1. An apparatus comprising:
a chip comprising:
a global ring network comprising a plurality of global routers configured in a unidirectional ring network; and
a plurality of local ring networks directly connected to the global ring network.
2. The apparatus of claim 1, wherein each of the local ring networks comprises a unidirectional ring network comprising a plurality of local routers and a global router from the plurality of global routers.
3. The apparatus of claim 2, wherein each global router from the plurality of global routers is paired with only one local ring network in a one-to-one correspondence, and wherein none of the local ring networks are directly connected to each other.
4. The apparatus of claim 3, wherein each of the local routers in the local ring networks comprises only one input port and only one output port for its local ring network, and wherein each of the plurality of global routers comprises only one input port and only one output port for the global ring network, and wherein each of the global routers comprises only one input port and only one output port for its paired local ring network.

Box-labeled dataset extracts
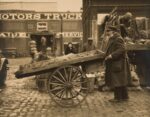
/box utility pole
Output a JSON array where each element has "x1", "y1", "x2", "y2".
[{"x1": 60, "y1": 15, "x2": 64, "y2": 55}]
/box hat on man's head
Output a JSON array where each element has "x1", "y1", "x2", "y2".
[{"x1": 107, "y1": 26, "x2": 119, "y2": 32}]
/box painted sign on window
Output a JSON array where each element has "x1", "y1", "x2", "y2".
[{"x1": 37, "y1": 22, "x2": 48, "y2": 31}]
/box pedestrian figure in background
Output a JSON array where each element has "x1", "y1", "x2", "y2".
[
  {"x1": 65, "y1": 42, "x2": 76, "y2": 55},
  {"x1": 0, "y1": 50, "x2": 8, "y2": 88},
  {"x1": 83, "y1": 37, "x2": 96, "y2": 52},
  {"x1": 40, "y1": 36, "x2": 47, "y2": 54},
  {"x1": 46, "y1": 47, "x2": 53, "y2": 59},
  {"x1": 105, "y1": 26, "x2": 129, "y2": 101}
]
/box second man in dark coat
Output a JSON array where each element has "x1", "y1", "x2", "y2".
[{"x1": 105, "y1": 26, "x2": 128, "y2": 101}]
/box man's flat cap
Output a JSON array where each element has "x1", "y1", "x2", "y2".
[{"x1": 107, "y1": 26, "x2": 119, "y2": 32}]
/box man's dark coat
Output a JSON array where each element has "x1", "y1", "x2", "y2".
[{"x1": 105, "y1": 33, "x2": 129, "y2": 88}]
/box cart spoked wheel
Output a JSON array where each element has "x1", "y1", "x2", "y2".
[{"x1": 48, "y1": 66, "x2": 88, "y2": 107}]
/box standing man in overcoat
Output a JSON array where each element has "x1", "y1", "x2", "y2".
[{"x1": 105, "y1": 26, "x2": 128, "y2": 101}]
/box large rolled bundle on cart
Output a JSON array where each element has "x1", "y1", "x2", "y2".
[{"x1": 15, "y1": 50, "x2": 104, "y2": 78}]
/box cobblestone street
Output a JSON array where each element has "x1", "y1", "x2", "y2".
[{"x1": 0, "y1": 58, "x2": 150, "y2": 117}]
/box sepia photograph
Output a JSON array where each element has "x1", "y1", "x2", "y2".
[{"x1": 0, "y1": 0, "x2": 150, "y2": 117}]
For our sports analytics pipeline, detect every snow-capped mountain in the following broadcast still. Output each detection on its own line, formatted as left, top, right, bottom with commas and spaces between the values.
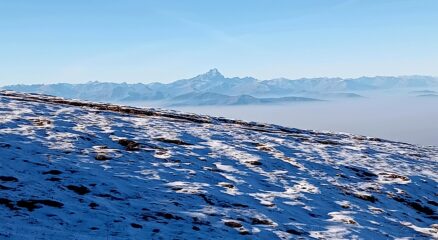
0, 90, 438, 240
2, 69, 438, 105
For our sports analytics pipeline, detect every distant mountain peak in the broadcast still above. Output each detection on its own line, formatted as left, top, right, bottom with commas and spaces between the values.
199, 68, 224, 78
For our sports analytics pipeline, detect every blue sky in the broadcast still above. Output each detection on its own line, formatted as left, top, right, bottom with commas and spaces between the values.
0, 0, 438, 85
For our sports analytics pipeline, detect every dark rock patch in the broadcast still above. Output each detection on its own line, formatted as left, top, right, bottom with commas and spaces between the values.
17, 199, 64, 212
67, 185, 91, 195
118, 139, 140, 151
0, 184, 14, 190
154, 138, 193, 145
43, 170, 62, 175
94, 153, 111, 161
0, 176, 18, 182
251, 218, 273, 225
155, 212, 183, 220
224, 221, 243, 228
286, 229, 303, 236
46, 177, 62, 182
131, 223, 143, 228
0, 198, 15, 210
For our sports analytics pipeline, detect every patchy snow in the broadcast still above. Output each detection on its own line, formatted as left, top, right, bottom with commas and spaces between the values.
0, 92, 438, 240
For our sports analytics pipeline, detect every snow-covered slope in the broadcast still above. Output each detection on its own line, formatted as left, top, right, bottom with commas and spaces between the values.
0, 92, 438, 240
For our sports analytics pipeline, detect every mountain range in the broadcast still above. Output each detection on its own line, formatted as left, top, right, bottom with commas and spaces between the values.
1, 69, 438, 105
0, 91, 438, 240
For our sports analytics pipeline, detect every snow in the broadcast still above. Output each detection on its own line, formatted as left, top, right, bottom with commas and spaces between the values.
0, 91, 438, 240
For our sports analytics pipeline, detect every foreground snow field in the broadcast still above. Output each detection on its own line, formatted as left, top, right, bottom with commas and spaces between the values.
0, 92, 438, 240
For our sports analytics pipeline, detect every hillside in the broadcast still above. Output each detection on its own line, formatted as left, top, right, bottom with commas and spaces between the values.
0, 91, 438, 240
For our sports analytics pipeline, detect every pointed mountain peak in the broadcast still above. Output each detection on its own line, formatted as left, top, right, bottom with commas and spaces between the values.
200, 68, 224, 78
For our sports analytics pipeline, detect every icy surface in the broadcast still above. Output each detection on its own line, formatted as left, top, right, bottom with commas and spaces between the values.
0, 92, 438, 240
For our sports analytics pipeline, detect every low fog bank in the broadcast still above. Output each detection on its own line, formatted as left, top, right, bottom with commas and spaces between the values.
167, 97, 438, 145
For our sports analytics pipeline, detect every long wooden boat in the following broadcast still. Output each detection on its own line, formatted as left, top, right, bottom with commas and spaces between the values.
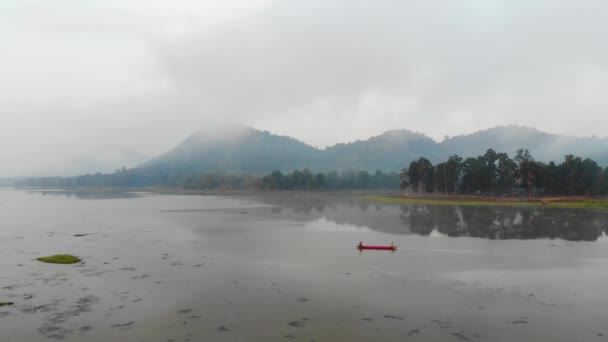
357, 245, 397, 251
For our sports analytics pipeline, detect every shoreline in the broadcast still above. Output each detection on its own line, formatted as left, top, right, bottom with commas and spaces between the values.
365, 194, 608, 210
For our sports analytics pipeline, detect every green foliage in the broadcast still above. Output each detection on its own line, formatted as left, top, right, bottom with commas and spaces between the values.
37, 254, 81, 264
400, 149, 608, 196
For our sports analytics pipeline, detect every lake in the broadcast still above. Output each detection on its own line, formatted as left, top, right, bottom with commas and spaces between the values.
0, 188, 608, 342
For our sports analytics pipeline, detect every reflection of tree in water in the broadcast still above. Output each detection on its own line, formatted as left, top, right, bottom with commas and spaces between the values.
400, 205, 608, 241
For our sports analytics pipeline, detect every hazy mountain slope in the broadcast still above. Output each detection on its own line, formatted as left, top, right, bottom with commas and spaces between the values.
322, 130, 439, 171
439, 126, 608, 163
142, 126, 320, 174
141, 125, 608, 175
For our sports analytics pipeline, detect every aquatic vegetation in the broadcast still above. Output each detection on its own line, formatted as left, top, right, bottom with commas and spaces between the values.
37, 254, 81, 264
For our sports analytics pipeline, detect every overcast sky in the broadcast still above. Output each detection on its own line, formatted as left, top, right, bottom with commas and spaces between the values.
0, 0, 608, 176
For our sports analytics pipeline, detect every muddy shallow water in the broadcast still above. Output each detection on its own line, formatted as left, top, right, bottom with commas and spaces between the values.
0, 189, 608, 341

==

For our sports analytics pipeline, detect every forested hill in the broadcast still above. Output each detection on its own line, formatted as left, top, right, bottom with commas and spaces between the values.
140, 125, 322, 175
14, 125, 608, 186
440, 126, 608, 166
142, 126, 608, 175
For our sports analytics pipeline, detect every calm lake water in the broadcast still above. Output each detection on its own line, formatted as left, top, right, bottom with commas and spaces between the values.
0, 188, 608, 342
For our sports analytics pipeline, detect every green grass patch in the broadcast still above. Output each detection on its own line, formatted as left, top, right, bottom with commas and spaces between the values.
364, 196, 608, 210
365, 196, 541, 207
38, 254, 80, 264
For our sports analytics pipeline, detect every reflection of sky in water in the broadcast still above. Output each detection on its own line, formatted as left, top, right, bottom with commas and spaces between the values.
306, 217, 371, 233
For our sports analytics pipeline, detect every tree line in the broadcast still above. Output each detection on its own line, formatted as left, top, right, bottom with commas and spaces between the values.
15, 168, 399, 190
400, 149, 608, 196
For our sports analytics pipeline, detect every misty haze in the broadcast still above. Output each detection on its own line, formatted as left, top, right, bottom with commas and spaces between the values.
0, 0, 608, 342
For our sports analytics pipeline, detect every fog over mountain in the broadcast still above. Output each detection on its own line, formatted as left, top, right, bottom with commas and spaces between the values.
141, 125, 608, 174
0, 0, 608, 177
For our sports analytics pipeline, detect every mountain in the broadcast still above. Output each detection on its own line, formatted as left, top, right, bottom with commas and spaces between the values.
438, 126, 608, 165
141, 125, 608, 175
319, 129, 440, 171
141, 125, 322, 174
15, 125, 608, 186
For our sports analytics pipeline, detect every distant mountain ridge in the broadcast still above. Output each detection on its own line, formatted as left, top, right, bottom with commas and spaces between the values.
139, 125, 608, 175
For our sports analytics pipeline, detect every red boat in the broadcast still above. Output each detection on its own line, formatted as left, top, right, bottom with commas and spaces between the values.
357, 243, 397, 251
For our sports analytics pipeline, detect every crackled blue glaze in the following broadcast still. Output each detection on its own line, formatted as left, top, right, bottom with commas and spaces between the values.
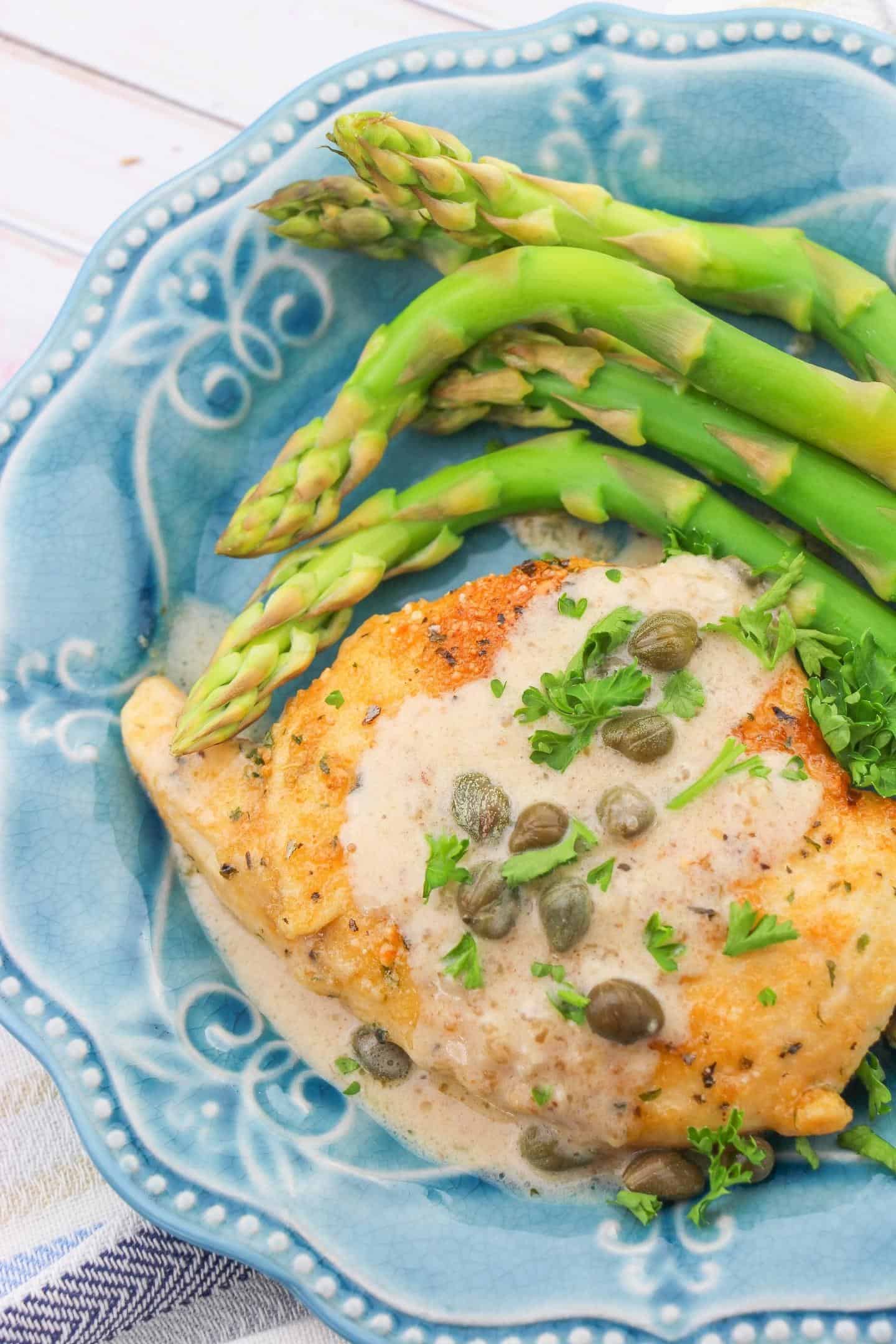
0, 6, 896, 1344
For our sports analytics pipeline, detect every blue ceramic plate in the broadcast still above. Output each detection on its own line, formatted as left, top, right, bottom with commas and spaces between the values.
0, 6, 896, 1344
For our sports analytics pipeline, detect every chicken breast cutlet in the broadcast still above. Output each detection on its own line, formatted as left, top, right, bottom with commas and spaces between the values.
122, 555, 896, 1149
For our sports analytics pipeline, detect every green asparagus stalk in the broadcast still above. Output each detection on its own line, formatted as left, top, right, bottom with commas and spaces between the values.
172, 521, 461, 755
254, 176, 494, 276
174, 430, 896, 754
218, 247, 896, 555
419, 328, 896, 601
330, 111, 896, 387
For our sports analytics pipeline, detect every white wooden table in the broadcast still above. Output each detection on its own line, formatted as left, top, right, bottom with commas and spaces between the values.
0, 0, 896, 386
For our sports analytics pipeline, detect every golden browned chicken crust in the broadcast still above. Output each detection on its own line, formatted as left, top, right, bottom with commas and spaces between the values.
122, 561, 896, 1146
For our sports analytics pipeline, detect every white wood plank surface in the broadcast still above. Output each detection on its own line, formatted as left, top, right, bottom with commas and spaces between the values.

--

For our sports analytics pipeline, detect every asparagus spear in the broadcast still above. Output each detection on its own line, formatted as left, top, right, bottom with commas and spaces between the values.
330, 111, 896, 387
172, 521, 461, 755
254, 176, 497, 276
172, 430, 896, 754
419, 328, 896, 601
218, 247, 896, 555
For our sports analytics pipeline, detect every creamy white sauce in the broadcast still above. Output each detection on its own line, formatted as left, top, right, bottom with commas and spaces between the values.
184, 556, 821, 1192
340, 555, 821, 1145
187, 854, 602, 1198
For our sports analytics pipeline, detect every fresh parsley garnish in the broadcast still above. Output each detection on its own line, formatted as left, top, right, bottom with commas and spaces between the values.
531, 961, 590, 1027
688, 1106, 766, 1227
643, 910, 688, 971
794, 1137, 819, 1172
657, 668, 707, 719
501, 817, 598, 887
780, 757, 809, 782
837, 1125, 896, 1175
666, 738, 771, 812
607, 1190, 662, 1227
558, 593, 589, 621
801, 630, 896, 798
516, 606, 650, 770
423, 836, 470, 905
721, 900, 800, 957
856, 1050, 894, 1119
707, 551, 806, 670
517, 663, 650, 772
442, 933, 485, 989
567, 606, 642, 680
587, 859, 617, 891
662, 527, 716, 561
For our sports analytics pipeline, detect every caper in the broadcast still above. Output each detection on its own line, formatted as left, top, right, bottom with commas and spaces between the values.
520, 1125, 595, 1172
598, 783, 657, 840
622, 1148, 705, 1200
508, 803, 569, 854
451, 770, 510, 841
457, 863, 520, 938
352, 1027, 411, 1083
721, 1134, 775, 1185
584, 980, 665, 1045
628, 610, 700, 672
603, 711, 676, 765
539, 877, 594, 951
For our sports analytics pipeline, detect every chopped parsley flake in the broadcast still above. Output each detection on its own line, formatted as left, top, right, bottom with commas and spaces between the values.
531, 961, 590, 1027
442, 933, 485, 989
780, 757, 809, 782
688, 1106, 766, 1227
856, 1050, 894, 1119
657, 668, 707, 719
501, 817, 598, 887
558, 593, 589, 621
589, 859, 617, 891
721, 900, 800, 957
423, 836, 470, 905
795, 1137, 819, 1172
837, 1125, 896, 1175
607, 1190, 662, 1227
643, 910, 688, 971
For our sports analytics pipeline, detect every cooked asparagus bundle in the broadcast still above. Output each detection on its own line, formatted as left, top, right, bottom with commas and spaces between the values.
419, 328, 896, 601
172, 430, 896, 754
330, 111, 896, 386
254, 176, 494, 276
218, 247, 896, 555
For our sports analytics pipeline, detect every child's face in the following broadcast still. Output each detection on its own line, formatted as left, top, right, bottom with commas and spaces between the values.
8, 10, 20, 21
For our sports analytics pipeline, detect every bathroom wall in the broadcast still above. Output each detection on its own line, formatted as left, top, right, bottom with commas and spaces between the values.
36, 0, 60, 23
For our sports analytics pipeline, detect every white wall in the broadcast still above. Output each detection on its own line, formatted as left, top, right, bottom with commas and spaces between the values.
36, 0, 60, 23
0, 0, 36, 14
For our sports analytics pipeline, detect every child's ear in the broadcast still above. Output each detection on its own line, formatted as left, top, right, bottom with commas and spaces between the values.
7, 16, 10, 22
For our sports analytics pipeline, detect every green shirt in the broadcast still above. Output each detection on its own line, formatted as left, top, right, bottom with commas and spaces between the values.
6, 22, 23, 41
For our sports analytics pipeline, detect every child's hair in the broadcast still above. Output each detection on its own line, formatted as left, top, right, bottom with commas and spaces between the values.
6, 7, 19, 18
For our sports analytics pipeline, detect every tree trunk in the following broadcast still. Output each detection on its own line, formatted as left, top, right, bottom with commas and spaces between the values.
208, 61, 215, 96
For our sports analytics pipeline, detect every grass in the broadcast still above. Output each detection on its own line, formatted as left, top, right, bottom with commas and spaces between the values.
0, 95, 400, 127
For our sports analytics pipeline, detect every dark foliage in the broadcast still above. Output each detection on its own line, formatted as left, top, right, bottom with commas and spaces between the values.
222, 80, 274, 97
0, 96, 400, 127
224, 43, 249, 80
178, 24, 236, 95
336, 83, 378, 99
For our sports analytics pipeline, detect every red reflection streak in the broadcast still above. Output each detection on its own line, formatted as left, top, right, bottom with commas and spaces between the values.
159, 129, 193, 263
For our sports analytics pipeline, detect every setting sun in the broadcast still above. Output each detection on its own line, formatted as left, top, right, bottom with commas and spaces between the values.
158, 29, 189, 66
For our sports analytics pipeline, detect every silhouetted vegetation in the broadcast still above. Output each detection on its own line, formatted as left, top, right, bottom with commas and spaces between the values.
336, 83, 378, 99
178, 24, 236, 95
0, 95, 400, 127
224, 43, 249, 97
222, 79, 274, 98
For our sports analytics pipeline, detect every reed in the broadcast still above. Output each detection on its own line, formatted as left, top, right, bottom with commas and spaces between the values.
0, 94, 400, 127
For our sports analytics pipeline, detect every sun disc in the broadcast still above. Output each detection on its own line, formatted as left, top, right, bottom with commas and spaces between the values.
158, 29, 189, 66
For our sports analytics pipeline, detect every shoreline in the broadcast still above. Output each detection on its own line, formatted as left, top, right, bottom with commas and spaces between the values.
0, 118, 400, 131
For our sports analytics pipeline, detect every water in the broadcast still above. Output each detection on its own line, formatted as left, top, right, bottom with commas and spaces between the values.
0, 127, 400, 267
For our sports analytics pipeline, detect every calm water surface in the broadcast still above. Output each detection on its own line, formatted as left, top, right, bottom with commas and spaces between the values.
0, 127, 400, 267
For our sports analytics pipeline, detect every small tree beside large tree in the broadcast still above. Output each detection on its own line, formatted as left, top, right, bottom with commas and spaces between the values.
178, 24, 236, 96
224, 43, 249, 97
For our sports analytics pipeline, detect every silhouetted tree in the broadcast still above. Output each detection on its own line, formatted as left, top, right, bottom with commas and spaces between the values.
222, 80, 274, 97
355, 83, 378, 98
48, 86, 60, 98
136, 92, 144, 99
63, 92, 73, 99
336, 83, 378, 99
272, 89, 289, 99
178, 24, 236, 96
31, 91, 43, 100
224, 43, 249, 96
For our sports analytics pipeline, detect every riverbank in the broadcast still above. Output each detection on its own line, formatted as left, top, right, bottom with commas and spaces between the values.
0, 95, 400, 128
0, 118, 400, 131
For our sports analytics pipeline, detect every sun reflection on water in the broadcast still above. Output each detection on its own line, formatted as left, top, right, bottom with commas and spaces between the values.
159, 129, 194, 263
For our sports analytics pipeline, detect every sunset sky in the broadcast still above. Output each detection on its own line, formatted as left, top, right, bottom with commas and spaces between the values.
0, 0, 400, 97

* TASKS TO CARRY OUT
• A. In the ring network claims, list every claim that builds on an earlier claim, and give the number of the claim each one builds on.
• B. Echo the part of the ring network claims between "4. The apparatus" and "local ring network.", inclusive.
• C. According to claim 4 of the ring network claims, how many input ports does each local router have for its local ring network?

* PER-TASK OUTPUTS
• A.
Claim 2 builds on claim 1.
Claim 3 builds on claim 2.
Claim 4 builds on claim 3.

• B.
4. The apparatus of claim 3, wherein each of the local routers in the local ring networks comprises only one input port and only one output port for its local ring network, and wherein each of the plurality of global routers comprises only one input port and only one output port for the global ring network, and wherein each of the global routers comprises only one input port and only one output port for its paired local ring network.

• C. Only one.